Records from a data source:
──────────────────────────────

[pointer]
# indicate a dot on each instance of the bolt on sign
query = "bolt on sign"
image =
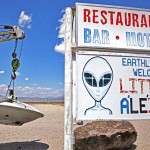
(105, 91)
(112, 27)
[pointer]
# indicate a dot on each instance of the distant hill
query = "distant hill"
(38, 99)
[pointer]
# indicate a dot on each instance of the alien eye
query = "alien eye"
(90, 79)
(105, 80)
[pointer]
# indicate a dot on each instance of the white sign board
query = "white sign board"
(113, 87)
(112, 27)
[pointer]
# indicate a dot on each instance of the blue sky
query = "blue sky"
(42, 68)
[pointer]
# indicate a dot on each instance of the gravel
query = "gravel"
(47, 133)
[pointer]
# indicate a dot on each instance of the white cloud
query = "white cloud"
(61, 47)
(33, 91)
(2, 71)
(26, 79)
(25, 20)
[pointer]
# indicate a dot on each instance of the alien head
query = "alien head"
(97, 77)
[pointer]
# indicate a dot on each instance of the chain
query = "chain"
(15, 64)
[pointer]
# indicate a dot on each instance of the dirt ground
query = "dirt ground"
(47, 133)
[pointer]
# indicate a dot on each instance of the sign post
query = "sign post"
(68, 81)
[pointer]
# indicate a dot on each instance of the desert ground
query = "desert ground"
(47, 133)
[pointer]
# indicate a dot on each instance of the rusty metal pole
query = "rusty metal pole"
(68, 144)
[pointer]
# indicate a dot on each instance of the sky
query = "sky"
(41, 73)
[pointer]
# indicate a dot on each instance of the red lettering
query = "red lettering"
(111, 16)
(141, 82)
(121, 87)
(143, 21)
(133, 85)
(128, 19)
(119, 19)
(104, 19)
(95, 16)
(86, 15)
(135, 20)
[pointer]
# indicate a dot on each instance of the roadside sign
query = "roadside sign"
(113, 87)
(100, 26)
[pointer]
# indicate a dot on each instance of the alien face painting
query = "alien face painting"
(97, 81)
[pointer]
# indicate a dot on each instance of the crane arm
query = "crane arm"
(12, 32)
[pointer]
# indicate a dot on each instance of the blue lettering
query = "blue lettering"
(105, 37)
(147, 39)
(124, 104)
(140, 39)
(87, 35)
(131, 39)
(96, 37)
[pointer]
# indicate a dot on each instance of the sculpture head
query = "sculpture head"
(97, 77)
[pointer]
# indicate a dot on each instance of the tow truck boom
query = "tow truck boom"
(12, 32)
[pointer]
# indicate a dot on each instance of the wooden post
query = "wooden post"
(68, 82)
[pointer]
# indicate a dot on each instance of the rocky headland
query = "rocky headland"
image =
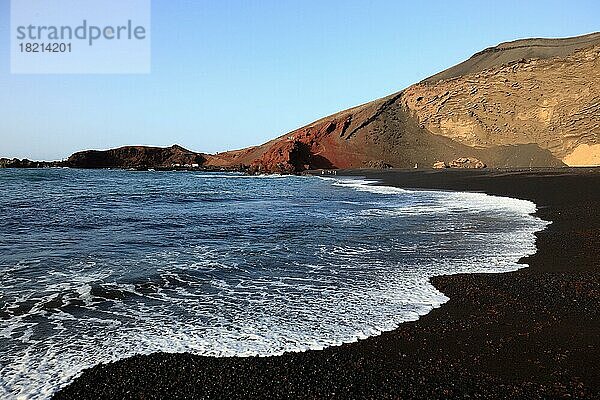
(527, 103)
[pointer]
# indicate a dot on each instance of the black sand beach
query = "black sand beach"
(530, 334)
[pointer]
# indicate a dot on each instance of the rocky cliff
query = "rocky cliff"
(137, 157)
(532, 102)
(527, 103)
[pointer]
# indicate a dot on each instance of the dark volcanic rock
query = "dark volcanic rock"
(530, 334)
(138, 157)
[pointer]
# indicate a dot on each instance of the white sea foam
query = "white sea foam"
(201, 300)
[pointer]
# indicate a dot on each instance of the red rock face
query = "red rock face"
(474, 110)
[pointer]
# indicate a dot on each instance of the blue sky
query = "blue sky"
(229, 74)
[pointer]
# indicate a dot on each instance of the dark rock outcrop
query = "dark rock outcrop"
(137, 157)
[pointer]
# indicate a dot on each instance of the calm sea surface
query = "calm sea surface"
(96, 266)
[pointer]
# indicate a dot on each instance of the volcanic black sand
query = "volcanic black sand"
(530, 334)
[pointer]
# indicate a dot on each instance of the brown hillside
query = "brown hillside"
(525, 103)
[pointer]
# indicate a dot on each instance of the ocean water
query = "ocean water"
(96, 266)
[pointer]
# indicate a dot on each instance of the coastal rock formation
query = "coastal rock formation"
(466, 162)
(137, 157)
(527, 103)
(533, 102)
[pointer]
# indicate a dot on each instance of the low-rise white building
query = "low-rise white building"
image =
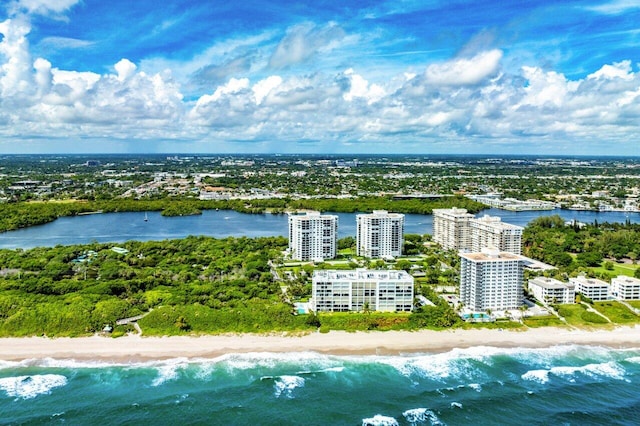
(591, 288)
(353, 290)
(625, 288)
(550, 290)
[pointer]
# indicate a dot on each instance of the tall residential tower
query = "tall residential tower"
(313, 236)
(380, 234)
(491, 280)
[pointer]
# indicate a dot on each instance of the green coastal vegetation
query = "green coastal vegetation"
(599, 250)
(200, 285)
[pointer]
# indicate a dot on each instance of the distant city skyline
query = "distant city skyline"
(415, 76)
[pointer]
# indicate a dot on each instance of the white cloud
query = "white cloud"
(360, 88)
(59, 43)
(42, 7)
(617, 70)
(125, 69)
(304, 41)
(615, 7)
(544, 87)
(465, 71)
(460, 99)
(262, 88)
(15, 72)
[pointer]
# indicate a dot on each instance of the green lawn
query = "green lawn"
(548, 321)
(634, 303)
(616, 312)
(577, 315)
(618, 269)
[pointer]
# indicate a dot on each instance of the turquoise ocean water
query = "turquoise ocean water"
(563, 385)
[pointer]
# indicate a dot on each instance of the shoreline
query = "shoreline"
(136, 349)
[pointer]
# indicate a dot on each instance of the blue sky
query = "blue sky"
(427, 76)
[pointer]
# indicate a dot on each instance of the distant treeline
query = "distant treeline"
(193, 285)
(25, 214)
(574, 245)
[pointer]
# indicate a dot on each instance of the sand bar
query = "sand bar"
(135, 348)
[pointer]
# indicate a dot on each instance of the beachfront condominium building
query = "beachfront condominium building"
(451, 228)
(550, 290)
(490, 231)
(379, 234)
(625, 288)
(455, 229)
(313, 236)
(360, 289)
(491, 280)
(591, 288)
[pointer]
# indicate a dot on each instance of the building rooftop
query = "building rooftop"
(361, 274)
(488, 255)
(627, 280)
(548, 283)
(589, 282)
(496, 222)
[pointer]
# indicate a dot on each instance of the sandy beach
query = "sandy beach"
(136, 348)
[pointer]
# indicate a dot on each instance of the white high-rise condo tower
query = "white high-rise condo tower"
(491, 280)
(380, 234)
(313, 236)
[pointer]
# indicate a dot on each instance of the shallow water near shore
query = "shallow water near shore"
(480, 385)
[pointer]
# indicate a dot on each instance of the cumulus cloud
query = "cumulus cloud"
(360, 88)
(615, 7)
(617, 70)
(465, 71)
(216, 73)
(59, 43)
(305, 41)
(16, 69)
(460, 99)
(125, 69)
(42, 7)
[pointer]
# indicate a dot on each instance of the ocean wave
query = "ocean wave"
(475, 386)
(422, 415)
(439, 367)
(285, 385)
(169, 370)
(380, 420)
(27, 387)
(611, 370)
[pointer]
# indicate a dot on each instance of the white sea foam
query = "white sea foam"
(634, 359)
(380, 420)
(306, 360)
(168, 370)
(607, 369)
(439, 367)
(540, 376)
(27, 387)
(285, 385)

──────────────────────────────

-- WHAT IS BEING ASKED --
Print the records again exactly. Skip every picture.

-- RESPONSE BOX --
[pointer]
# indicate a dot on each instance of the bolt on sign
query = "bolt on sign"
image =
(105, 91)
(112, 27)
[pointer]
# indicate a dot on each instance of the distant hill
query = "distant hill"
(38, 99)
[pointer]
# indicate a dot on each instance of the alien eye
query = "alien eye"
(90, 79)
(105, 80)
[pointer]
# indicate a dot on each instance of the white sign board
query = "white sign board"
(113, 87)
(112, 27)
[pointer]
# indicate a dot on each instance of the blue sky
query = "blue sky"
(42, 68)
[pointer]
# indicate a dot on each instance of the gravel
query = "gravel"
(47, 133)
[pointer]
# indicate a dot on each instance of the white cloud
query = "white cloud"
(61, 47)
(33, 91)
(2, 71)
(26, 79)
(25, 20)
[pointer]
# indicate a dot on each instance of the alien head
query = "alien head"
(97, 77)
[pointer]
# indicate a dot on each instance of the chain
query = "chain"
(15, 64)
[pointer]
# indicate a dot on each instance of the dirt ground
query = "dirt ground"
(47, 133)
[pointer]
# indicate a dot on each instance of the sign post
query = "sign post"
(68, 81)
[pointer]
# indicate a dot on each instance of the desert ground
query = "desert ground"
(47, 133)
[pointer]
# indicate a dot on each instance of the rusty metal pole
query = "rusty metal pole"
(68, 144)
[pointer]
# indicate a dot on each instance of the sky
query = "sky"
(41, 73)
[pointer]
# indicate a dot on each instance of the red lettering
query = "red lettering"
(111, 16)
(141, 82)
(121, 87)
(143, 21)
(133, 85)
(128, 19)
(119, 19)
(104, 19)
(95, 16)
(86, 15)
(135, 20)
[pointer]
# indicate a dot on each instance of the roadside sign
query = "roadside sign"
(113, 87)
(100, 26)
[pointer]
# indicate a dot on each instance of the alien face painting
query = "alien face painting"
(97, 81)
[pointer]
# indicate a dot on each instance of the crane arm
query = "crane arm"
(12, 32)
[pointer]
# indicate a dot on each instance of the blue lettering
query = "blue lettering"
(105, 37)
(147, 39)
(124, 104)
(140, 39)
(87, 35)
(131, 39)
(96, 37)
[pointer]
# indicate a dot on each instance of the sculpture head
query = "sculpture head"
(97, 77)
[pointer]
# indicate a dot on each instance of the tow truck boom
query = "tow truck boom"
(12, 32)
[pointer]
# indicate a dot on each instance of the wooden post
query = "wooden post"
(68, 82)
[pointer]
# indicate a dot on each instance of the rocky headland
query = "rocky headland"
image =
(527, 103)
[pointer]
# indicate a dot on each instance of the black sand beach
query = "black sand beach"
(530, 334)
[pointer]
# indicate a dot on each instance of the rocky cliff
query = "rocky cliff"
(137, 157)
(532, 102)
(527, 103)
[pointer]
# indicate a dot on each instance of the dark volcanic rock
query = "dark volcanic rock"
(530, 334)
(138, 157)
[pointer]
# indicate a dot on each instance of the white sea foam
query = "white sea foam"
(201, 300)
[pointer]
# indicate a dot on each instance of the red rock face
query = "red rock face"
(474, 110)
[pointer]
# indicate a dot on each instance of the blue sky
query = "blue sky"
(229, 74)
[pointer]
# indicate a dot on each instance of the dark rock outcrop
query = "dark rock outcrop"
(137, 157)
[pointer]
# indicate a dot on each instance of the calm sea surface
query = "calm sea surface"
(96, 266)
[pointer]
# indicate a dot on each instance of the volcanic black sand
query = "volcanic black sand"
(530, 334)
[pointer]
# indicate a dot on each instance of the brown hillside
query = "brown hillside"
(525, 103)
[pointer]
# indicate a dot on each instance of the ocean water
query = "ocean water"
(96, 266)
[pointer]
# indicate a dot on each instance of the coastal rock formation
query = "coastal rock formation"
(466, 162)
(137, 157)
(527, 103)
(533, 102)
[pointer]
# indicate a dot on each instance of the low-rise white building
query = "low-rise white building"
image =
(591, 288)
(353, 290)
(625, 288)
(550, 290)
[pointer]
# indicate a dot on each instance of the tall residential tower
query = "tall residential tower"
(313, 236)
(380, 234)
(491, 280)
[pointer]
# indicate a dot on each instance of the green coastal vegetation
query = "green coastal vegetation"
(599, 250)
(200, 285)
[pointer]
# indicate a dot on each instance of the distant city skyline
query = "distant city skyline"
(415, 76)
[pointer]
# indicate a dot on each instance of the white cloud
query = "white cloud"
(360, 88)
(59, 43)
(42, 7)
(617, 70)
(125, 69)
(304, 41)
(615, 7)
(544, 87)
(465, 71)
(460, 99)
(262, 88)
(15, 72)
[pointer]
# indicate a dot on each instance of the green lawn
query = "green lawn"
(548, 321)
(634, 303)
(616, 312)
(577, 315)
(618, 269)
[pointer]
# indicate a dot on each instance of the turquoise ocean water
query = "turquoise ocean water"
(563, 385)
[pointer]
# indicate a dot on each instance of the shoreline
query = "shoreline"
(136, 349)
[pointer]
# indicate a dot on each instance of the blue sky
query = "blue sky"
(427, 76)
[pointer]
# indicate a dot on each instance of the distant treeline
query = "distant treeline"
(193, 285)
(25, 214)
(574, 245)
[pointer]
# indicate a dot on each instance of the sand bar
query = "sand bar"
(135, 348)
[pointer]
# indicate a dot on each instance of the beachfront condominium building
query = "beachfront condominium building"
(451, 228)
(550, 290)
(490, 231)
(379, 234)
(625, 288)
(455, 229)
(313, 236)
(360, 289)
(491, 280)
(591, 288)
[pointer]
# indicate a dot on each instance of the building rooftop
query = "building rooftop"
(361, 274)
(488, 255)
(627, 280)
(548, 283)
(589, 282)
(496, 222)
[pointer]
# indicate a dot on each instance of the sandy beach
query = "sandy beach"
(136, 348)
[pointer]
# indicate a dot on each instance of the white high-rise condo tower
query = "white high-rise condo tower"
(491, 280)
(380, 234)
(313, 236)
[pointer]
# indicate a dot on each instance of the shallow water near shore
query = "shallow water near shore"
(480, 385)
[pointer]
# indicate a dot on each instance of the cumulus cloud
query = "cumulus cloud"
(360, 88)
(615, 7)
(617, 70)
(465, 71)
(216, 73)
(59, 43)
(305, 41)
(16, 69)
(460, 99)
(125, 69)
(42, 7)
[pointer]
# indicate a dot on each instance of the ocean wave
query = "ocean wave"
(475, 386)
(422, 415)
(439, 367)
(285, 385)
(169, 370)
(380, 420)
(27, 387)
(611, 370)
[pointer]
# indicate a dot on each instance of the white sea foam
query = "white sea foam"
(634, 359)
(380, 420)
(306, 360)
(168, 370)
(607, 369)
(439, 367)
(540, 376)
(27, 387)
(285, 385)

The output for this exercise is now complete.